Excerpts from a pointing dataset:
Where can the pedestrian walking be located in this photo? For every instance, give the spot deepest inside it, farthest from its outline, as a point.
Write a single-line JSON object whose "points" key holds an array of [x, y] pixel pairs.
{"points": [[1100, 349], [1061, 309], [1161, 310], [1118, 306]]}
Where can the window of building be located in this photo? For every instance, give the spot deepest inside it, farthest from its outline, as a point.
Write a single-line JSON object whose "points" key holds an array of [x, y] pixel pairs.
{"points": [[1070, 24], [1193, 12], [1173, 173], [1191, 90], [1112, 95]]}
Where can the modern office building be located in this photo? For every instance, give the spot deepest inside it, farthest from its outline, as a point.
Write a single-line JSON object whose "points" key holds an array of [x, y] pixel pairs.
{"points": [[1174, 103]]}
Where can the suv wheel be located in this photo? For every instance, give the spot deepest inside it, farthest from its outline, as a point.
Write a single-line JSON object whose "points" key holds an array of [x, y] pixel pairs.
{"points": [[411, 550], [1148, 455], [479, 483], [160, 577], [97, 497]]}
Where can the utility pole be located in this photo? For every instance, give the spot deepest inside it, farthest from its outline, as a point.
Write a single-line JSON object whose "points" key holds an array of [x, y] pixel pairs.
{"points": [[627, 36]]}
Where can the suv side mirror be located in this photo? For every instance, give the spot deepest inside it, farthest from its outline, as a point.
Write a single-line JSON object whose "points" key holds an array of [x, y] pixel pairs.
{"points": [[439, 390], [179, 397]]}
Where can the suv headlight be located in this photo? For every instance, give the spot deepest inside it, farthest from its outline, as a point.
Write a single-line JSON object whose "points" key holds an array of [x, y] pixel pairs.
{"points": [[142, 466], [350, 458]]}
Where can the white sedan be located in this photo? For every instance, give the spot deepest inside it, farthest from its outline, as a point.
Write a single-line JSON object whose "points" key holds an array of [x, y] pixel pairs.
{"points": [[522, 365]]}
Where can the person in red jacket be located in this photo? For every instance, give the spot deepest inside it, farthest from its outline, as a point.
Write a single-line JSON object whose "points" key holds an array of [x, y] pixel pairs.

### [WHAT IS REQUIRED]
Can you transcribe all of the entries above, keeping every line unchanged?

### [THE COMPLETED TASK]
Where can the pedestrian walking be located in this photo? For every instance, give the spot deepest inside it, farthest from its outline, as a point.
Write a single-line JSON object whose "points" key holds an array of [x, y] pixel pairs.
{"points": [[1100, 349], [1061, 309], [1161, 310], [1118, 306]]}
Where can the window of building be located in this photo? For every instance, give the spot deepest inside it, farthest from its outline, as a point.
Write a single-line JSON object whose "points" key holds an array of [x, y] pixel pairs.
{"points": [[1070, 24], [1193, 12], [1173, 173], [1191, 90], [1112, 95]]}
Where can the modern office building be located in this photo? For every instance, give the spot deepest inside it, farthest from its outline, as a point.
Write a single-line JSON object whose "points" key holds an array of [x, y] pixel pairs.
{"points": [[1174, 103]]}
Where can the suv wheel be located in this photo? For every instance, give the spot deepest inside it, farthest from its outline, as a point.
Write a single-line JSON object whose "points" key holds an array of [x, y] pixel pairs.
{"points": [[411, 550], [1148, 455], [479, 483], [160, 577], [97, 497]]}
Where can the utility pole be located in this photo? For every instance, give the spot deepest inside it, farthest from its outline, as a point.
Write a single-line JSON object whose "points" key holds an array of [x, y] pixel pairs.
{"points": [[627, 36]]}
Where can the suv side mirror be located in this photo? For every instance, give the spot deepest inside it, farthest from its outline, as a point.
Write a single-line JSON object whose "points" key holds an array of [x, y] pixel pairs.
{"points": [[439, 390], [179, 397]]}
Where can the suv headlight be located in this photo? For every instance, give the spot deepest inside it, farthest from its outline, as a point.
Write a single-line JSON object whose "points" key holds an array of [x, y] pixel pairs.
{"points": [[142, 466], [350, 458]]}
Where can the white sedan be located in this photo? For every instance, give the spot deepest inside it, farthest from its outline, as a point.
Write a single-line JSON object whose "points" key holds an array of [x, y] pixel pairs.
{"points": [[522, 365]]}
Where can the person in red jacket be located in this photo? For every instance, give the spot deepest inside it, farthest from its outline, as a point.
Write a single-line JSON object whose "points" key holds an array of [x, y] pixel pairs.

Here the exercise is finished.